## Exercise prompt
Write the records out again exactly, leaving no images in.

## Data in this exercise
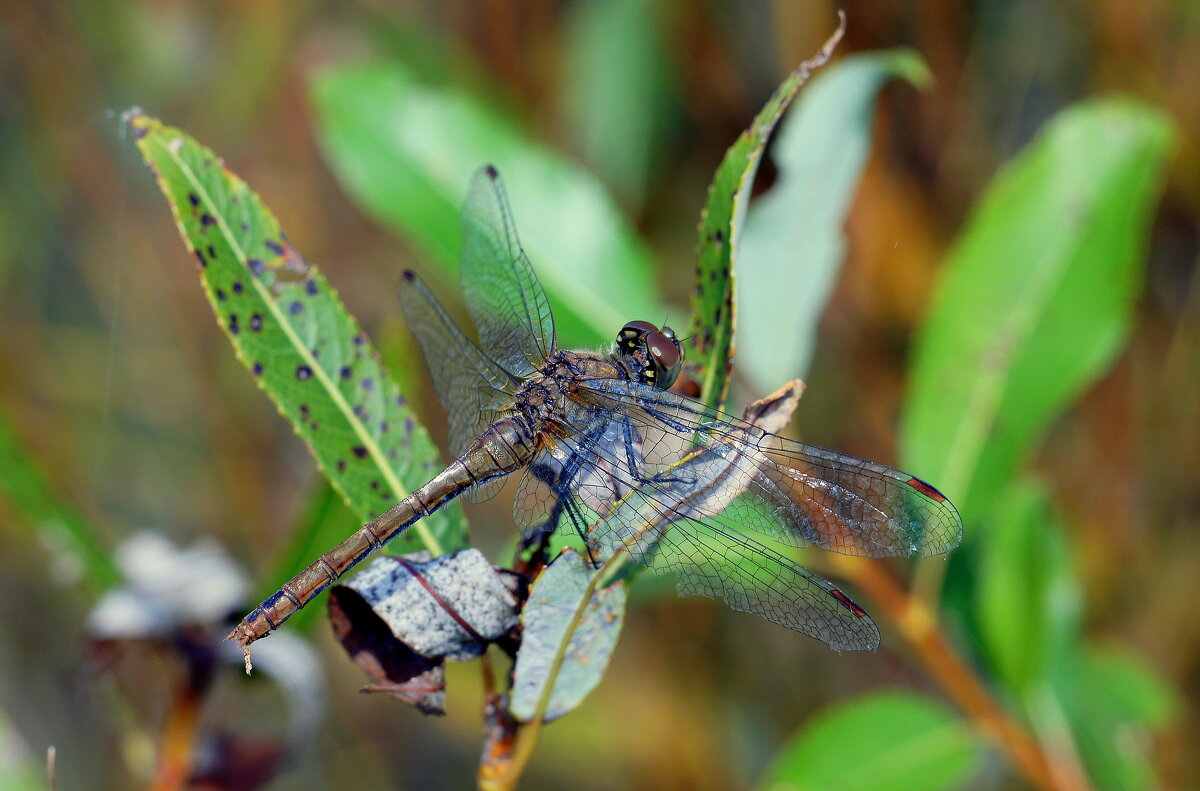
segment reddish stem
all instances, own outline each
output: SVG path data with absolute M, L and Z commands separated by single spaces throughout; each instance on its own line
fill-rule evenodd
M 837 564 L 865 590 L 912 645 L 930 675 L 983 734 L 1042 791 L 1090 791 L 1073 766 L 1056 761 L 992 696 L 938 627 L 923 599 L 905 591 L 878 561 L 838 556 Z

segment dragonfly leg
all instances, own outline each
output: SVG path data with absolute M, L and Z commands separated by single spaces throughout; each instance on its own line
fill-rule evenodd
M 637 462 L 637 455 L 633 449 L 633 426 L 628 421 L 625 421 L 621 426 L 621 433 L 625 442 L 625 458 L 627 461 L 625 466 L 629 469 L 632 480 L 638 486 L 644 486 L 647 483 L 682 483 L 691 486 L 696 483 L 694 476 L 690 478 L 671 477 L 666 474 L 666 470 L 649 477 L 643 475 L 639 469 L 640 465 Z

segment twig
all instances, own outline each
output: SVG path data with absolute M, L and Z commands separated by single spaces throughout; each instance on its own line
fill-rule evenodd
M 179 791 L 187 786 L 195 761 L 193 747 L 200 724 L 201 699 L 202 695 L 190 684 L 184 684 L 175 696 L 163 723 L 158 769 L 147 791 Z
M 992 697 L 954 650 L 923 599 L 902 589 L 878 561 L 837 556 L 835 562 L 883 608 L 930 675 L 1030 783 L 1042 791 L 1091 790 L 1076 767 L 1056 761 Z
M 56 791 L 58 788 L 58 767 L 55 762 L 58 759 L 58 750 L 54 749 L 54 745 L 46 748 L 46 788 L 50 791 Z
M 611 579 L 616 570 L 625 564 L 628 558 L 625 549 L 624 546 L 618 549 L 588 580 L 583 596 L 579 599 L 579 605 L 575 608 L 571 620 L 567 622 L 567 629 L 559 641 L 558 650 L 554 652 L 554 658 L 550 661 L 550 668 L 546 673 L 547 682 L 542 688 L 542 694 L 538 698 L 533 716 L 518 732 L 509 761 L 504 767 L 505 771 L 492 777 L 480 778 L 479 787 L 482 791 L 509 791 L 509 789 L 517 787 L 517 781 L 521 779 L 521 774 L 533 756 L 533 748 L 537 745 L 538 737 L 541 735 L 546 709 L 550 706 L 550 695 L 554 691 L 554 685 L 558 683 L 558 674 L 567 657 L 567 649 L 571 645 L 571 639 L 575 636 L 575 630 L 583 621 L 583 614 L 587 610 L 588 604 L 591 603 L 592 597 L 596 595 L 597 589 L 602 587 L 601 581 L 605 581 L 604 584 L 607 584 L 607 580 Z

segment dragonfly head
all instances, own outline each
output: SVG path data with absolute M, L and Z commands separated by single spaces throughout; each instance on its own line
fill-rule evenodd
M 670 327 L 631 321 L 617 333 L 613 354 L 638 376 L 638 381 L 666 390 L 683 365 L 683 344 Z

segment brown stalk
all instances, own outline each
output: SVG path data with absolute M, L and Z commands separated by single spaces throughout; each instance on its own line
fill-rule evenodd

## Answer section
segment reddish stem
all instances, own outline each
output: SVG path data with absolute M, L and Z commands separated by single spaces throughout; each instance on its own line
fill-rule evenodd
M 837 564 L 865 590 L 912 645 L 930 675 L 983 734 L 1042 791 L 1090 791 L 1073 766 L 1056 761 L 992 696 L 938 627 L 923 599 L 905 591 L 878 561 L 838 556 Z

segment dragonfly leg
all instances, own outline each
output: SVG path data with absolute M, L and Z commands separated by single spaces throughout; each instance on its own line
fill-rule evenodd
M 637 462 L 637 455 L 633 449 L 633 426 L 628 421 L 625 421 L 621 426 L 621 433 L 625 442 L 625 458 L 627 461 L 625 466 L 629 469 L 632 480 L 638 486 L 644 486 L 647 483 L 682 483 L 691 486 L 696 483 L 694 476 L 690 478 L 671 477 L 666 474 L 666 470 L 649 477 L 643 475 L 639 469 L 640 465 Z

segment twig
all instances, own outline each
output: SVG path data with absolute M, L and Z commands separated by single spaces throughout; each instance on its own line
fill-rule evenodd
M 179 791 L 187 786 L 195 761 L 193 747 L 200 724 L 201 699 L 202 695 L 190 684 L 184 684 L 175 696 L 163 723 L 158 769 L 147 791 Z
M 992 697 L 954 650 L 923 599 L 902 589 L 878 561 L 837 556 L 835 562 L 883 608 L 930 675 L 1030 783 L 1042 791 L 1091 790 L 1076 767 L 1056 761 Z
M 56 791 L 58 788 L 58 767 L 55 762 L 58 759 L 58 750 L 54 749 L 54 745 L 46 748 L 46 788 L 50 791 Z
M 611 579 L 616 570 L 625 564 L 628 558 L 625 549 L 624 546 L 618 549 L 588 580 L 583 596 L 579 599 L 579 605 L 575 608 L 571 620 L 567 622 L 567 629 L 559 641 L 558 650 L 554 652 L 554 658 L 550 661 L 550 668 L 546 673 L 547 682 L 542 688 L 542 694 L 538 698 L 533 716 L 518 732 L 509 761 L 504 767 L 505 771 L 492 777 L 480 778 L 479 787 L 482 791 L 509 791 L 509 789 L 517 787 L 517 781 L 521 779 L 521 774 L 533 756 L 533 748 L 537 745 L 538 737 L 541 735 L 546 709 L 550 706 L 550 695 L 554 691 L 554 685 L 558 683 L 558 674 L 567 657 L 567 649 L 571 645 L 571 639 L 575 636 L 575 630 L 583 621 L 583 614 L 587 610 L 588 604 L 591 603 L 592 597 L 596 595 L 597 589 L 602 587 L 601 581 L 605 581 L 604 584 L 607 584 L 607 580 Z

segment dragonfly head
all instances, own outline each
output: SVG path data with absolute M, L and Z commands separated by single spaces throughout; each instance on its own line
fill-rule evenodd
M 670 327 L 631 321 L 617 333 L 613 354 L 638 376 L 638 381 L 666 390 L 683 365 L 683 344 Z

segment brown stalk
all instances, own outline each
output: SVG path data with absolute M, L and Z commands separated by single spaces throughout; each instance on its own line
fill-rule evenodd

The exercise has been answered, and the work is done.